(69) RhôneENM

31/01/2023 -Atelier 3ème cycle de l’ENM de Villeurbanne “Histoire du jazz”

Atelier 3ème cycle de l’ENM de Villeurbanne (dirigé par Pierre Baldy-Moulinier) : programme autour de l’histoire du jazz

Départ pour le théâtre l’Astrée de Villeurbanne. Je branche la radio dans la bagnole. C’est une maison bleue. Choc temporel. Paroles de paix. A France culture, c’est la grève. Normal. C’est rassurant. Dans un réflexe, je mets aussi sec le dernier disque d’Emmanuel Bex. Il joue la Marseillaise, légèrement décalée : « qu’un son pur accorde nos violons ».

Non décidément la musique n’est pas ce truc fade et sans saveur détaché des réalités matérielles et historiques. C’est un véhicule, durable, éponge captant les soubresauts de la société. Tout comme avec l’atelier de 3ème cycle de l’École Nationale de Musique de Villeurbanne, qui présentait une histoire du jazz en huit tableaux. Une succession de cool et de hot jazz. Cool comme un semblant de désinvolture dans l’air du temps, hot quand il faut défendre ses droits.

Ça raconte ça, l’Histoire du jazz, et c’est un brin plus complexe :

De la nouvelle Orléans où le brassage des cultures favorise l’émergence d’un nouveau son, un cri d’émancipation, à la recherche d’une reconnaissance avec les grands orchestres d’Ellington, de Fletcher Henderson, quand il faut jouer des coudes avec le bebop des années 40. Du cool de la West Coast au free et au hard bop qui lui succéderont, de la modernité avec le jazz électrique, le jazz fusion et les multiples branches qui se déploient depuis, tout n’a été que conflits, détente, poussées identitaires, solidarité entre musiciens ou concurrence, avancée de la justice pour les noirs et reculs sévères.

◆ ◆ ◆ ◆ ◆

■ **CONSIGNES DE LA TÂCHE**: Reproduisez fidèlement, dans le texte fourni ci-dessus, tout ce qui s'étend de « Ça raconte ça, l’Histoire » jusqu'à « et reculs sévères. ».

■ **DONNÉES SAISIES**:

◆ ◆ ◆ ◆ ◆

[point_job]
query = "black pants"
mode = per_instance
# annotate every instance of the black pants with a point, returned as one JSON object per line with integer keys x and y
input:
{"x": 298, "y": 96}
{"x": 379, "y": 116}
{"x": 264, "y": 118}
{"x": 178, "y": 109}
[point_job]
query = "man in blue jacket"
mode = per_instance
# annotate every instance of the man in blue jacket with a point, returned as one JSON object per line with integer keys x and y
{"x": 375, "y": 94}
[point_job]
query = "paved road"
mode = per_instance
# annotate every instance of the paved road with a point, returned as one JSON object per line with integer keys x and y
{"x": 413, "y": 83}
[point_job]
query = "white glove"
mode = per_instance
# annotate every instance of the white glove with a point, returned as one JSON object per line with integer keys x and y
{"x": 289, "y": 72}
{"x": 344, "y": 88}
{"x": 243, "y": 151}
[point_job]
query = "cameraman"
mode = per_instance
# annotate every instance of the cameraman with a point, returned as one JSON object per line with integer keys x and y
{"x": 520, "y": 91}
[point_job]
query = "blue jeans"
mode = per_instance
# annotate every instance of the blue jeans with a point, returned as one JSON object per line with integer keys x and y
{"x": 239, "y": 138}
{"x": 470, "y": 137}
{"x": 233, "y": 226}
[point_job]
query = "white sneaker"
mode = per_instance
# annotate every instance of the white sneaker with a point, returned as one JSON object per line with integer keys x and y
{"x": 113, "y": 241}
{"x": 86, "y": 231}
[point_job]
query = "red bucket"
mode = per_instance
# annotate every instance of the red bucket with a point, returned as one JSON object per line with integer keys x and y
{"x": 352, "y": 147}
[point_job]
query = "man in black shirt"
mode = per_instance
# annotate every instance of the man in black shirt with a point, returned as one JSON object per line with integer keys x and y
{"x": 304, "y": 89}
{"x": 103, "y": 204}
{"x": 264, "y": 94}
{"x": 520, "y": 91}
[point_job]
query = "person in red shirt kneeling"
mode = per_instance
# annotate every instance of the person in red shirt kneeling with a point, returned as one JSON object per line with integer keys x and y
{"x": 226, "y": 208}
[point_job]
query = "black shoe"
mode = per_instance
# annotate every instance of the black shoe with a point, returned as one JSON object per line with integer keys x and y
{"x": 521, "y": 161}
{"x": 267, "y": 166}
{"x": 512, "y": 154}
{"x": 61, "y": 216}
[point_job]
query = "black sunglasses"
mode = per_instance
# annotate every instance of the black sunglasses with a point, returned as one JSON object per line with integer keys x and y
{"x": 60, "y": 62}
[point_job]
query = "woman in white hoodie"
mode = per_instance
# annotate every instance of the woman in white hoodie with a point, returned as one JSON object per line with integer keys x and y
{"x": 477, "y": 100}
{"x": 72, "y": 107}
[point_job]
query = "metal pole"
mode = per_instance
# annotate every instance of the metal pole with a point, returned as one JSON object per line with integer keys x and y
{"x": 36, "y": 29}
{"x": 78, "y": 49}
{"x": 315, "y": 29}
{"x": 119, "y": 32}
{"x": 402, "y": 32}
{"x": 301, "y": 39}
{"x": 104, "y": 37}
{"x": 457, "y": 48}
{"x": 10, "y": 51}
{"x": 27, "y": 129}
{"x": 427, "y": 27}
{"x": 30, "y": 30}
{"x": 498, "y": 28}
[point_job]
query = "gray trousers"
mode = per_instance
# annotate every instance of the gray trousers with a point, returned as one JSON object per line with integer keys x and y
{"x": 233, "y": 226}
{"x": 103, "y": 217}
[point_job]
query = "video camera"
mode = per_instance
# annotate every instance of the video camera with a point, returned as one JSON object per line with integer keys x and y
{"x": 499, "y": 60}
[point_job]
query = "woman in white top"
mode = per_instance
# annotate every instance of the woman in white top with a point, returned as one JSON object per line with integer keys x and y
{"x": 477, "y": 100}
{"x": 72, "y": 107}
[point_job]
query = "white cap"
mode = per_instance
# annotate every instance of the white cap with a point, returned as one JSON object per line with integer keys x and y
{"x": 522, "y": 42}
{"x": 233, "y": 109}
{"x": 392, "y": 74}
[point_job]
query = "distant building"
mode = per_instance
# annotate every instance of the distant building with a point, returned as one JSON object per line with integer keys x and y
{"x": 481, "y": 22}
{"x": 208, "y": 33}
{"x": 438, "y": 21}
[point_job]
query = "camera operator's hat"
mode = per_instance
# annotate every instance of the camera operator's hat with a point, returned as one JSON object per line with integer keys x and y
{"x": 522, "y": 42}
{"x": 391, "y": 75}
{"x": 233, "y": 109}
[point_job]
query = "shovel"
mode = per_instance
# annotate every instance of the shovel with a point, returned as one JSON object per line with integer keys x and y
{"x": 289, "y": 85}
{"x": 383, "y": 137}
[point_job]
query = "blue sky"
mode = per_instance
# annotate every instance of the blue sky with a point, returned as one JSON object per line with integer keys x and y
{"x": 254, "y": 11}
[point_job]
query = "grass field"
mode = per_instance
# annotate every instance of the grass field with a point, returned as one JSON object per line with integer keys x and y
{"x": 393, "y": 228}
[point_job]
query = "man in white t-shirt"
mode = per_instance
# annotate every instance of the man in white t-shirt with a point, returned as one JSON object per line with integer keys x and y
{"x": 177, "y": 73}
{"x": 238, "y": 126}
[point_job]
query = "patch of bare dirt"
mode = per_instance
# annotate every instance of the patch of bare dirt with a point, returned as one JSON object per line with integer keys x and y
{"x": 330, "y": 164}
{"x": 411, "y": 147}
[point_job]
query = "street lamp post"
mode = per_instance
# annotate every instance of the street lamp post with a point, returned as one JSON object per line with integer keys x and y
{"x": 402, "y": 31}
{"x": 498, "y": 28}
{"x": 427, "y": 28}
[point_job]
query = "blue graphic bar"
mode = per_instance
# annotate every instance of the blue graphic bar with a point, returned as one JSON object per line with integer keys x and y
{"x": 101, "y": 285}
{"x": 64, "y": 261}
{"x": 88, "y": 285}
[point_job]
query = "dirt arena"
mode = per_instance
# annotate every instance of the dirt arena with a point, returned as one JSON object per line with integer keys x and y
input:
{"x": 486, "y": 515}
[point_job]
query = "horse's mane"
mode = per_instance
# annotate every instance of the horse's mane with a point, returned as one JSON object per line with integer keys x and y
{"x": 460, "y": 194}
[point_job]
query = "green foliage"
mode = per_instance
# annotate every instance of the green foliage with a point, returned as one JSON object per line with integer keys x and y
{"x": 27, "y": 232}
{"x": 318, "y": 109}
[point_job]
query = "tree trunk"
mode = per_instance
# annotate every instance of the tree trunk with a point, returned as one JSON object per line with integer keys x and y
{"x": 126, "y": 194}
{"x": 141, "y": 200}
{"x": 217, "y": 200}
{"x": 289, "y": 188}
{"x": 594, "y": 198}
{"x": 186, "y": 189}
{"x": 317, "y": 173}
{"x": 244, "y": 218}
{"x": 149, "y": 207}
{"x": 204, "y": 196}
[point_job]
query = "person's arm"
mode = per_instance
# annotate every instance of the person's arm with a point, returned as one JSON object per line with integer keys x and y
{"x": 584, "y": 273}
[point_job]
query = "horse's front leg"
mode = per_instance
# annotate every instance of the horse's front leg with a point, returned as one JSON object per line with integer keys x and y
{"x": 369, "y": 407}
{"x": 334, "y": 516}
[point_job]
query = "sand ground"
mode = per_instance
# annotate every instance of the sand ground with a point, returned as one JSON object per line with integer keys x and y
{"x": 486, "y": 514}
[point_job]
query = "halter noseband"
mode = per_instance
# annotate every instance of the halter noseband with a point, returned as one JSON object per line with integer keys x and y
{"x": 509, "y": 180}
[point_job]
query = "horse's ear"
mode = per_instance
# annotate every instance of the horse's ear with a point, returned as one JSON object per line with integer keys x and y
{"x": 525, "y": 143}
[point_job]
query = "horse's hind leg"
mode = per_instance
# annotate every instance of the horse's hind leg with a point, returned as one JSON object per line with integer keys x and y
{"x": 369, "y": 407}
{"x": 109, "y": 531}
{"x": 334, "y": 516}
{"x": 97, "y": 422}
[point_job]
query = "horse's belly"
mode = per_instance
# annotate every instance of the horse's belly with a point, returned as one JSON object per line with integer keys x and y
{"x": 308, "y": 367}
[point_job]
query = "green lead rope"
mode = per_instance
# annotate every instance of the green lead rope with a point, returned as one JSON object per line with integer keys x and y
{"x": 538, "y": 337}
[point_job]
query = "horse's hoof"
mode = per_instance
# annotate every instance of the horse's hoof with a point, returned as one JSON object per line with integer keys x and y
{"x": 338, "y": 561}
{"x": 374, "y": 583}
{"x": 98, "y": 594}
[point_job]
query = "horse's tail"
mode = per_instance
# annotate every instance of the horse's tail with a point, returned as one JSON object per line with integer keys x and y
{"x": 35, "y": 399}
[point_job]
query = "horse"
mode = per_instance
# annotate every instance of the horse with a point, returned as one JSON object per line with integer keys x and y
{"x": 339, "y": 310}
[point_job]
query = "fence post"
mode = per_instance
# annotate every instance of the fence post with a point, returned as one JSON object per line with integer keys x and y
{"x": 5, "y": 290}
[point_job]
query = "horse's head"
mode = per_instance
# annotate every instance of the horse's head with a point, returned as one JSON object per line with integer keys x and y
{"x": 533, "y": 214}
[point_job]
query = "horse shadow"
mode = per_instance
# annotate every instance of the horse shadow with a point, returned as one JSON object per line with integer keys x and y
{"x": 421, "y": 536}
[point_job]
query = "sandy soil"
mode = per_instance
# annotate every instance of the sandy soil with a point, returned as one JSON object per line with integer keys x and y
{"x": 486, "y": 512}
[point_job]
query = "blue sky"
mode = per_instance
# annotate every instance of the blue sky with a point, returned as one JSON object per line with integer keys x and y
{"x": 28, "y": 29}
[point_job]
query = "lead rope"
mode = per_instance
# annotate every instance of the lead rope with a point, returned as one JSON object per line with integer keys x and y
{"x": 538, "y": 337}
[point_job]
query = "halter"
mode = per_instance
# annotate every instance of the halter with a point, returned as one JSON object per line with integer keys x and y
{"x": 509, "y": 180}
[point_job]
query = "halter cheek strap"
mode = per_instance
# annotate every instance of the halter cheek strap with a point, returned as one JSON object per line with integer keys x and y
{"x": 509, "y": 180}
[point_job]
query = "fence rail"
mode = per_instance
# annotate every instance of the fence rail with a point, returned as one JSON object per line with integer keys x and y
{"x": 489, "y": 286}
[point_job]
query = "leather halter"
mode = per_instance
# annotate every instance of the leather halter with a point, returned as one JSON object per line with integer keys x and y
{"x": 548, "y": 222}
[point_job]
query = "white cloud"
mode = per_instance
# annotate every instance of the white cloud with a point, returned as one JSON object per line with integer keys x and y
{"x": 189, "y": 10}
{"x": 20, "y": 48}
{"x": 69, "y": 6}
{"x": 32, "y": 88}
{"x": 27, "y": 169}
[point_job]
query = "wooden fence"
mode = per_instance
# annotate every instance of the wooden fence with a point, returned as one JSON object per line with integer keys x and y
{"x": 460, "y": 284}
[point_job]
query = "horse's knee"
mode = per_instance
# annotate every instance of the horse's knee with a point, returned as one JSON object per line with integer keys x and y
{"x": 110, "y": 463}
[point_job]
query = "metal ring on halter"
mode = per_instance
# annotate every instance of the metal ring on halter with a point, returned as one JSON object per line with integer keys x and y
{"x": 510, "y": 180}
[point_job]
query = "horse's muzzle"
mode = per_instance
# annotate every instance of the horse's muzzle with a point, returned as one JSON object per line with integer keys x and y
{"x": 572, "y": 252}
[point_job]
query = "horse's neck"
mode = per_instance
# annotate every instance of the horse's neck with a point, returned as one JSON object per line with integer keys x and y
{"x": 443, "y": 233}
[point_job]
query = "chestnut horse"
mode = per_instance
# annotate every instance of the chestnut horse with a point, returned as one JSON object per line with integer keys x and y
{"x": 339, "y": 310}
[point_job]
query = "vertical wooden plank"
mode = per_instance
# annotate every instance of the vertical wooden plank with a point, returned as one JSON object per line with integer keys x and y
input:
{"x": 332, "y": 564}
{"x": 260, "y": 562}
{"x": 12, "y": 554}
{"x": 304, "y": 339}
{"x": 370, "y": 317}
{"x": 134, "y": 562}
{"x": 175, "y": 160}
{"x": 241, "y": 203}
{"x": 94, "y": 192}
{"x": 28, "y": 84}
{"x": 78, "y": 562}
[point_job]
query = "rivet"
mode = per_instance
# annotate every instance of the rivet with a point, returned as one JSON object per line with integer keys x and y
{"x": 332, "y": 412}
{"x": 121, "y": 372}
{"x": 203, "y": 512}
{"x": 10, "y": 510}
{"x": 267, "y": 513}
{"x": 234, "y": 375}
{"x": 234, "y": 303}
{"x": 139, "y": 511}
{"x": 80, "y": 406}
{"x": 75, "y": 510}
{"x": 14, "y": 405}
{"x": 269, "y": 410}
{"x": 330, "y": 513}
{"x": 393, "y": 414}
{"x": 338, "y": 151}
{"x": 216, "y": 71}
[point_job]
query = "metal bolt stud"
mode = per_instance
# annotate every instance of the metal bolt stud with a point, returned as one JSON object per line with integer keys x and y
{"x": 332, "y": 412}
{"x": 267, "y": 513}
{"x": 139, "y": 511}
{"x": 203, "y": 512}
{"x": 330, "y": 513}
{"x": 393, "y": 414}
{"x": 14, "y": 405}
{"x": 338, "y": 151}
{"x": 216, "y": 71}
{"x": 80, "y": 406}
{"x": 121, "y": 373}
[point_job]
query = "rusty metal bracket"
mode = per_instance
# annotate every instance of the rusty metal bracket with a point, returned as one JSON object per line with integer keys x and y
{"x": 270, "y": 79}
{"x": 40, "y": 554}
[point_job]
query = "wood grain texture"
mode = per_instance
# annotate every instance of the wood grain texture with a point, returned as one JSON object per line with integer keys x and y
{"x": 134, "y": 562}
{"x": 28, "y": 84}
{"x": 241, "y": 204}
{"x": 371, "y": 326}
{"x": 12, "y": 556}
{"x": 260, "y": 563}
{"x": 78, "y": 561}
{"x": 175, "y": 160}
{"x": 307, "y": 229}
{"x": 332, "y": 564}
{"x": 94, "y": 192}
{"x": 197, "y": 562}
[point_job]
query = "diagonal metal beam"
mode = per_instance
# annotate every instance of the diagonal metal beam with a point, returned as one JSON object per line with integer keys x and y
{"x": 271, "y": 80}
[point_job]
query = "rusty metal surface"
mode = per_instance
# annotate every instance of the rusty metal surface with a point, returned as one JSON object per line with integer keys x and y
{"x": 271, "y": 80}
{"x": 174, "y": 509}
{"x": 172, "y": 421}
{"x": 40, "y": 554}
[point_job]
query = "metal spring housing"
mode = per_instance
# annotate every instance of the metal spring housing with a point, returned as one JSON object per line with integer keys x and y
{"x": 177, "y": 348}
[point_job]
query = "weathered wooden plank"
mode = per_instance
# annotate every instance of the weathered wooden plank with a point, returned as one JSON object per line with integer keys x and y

◆ ◆ ◆ ◆ ◆

■ **TÂCHE ACCOMPLIE**:
Ça raconte ça, l’Histoire du jazz, et c’est un brin plus complexe :

De la nouvelle Orléans où le brassage des cultures favorise l’émergence d’un nouveau son, un cri d’émancipation, à la recherche d’une reconnaissance avec les grands orchestres d’Ellington, de Fletcher Henderson, quand il faut jouer des coudes avec le bebop des années 40. Du cool de la West Coast au free et au hard bop qui lui succéderont, de la modernité avec le jazz électrique, le jazz fusion et les multiples branches qui se déploient depuis, tout n’a été que conflits, détente, poussées identitaires, solidarité entre musiciens ou concurrence, avancée de la justice pour les noirs et reculs sévères.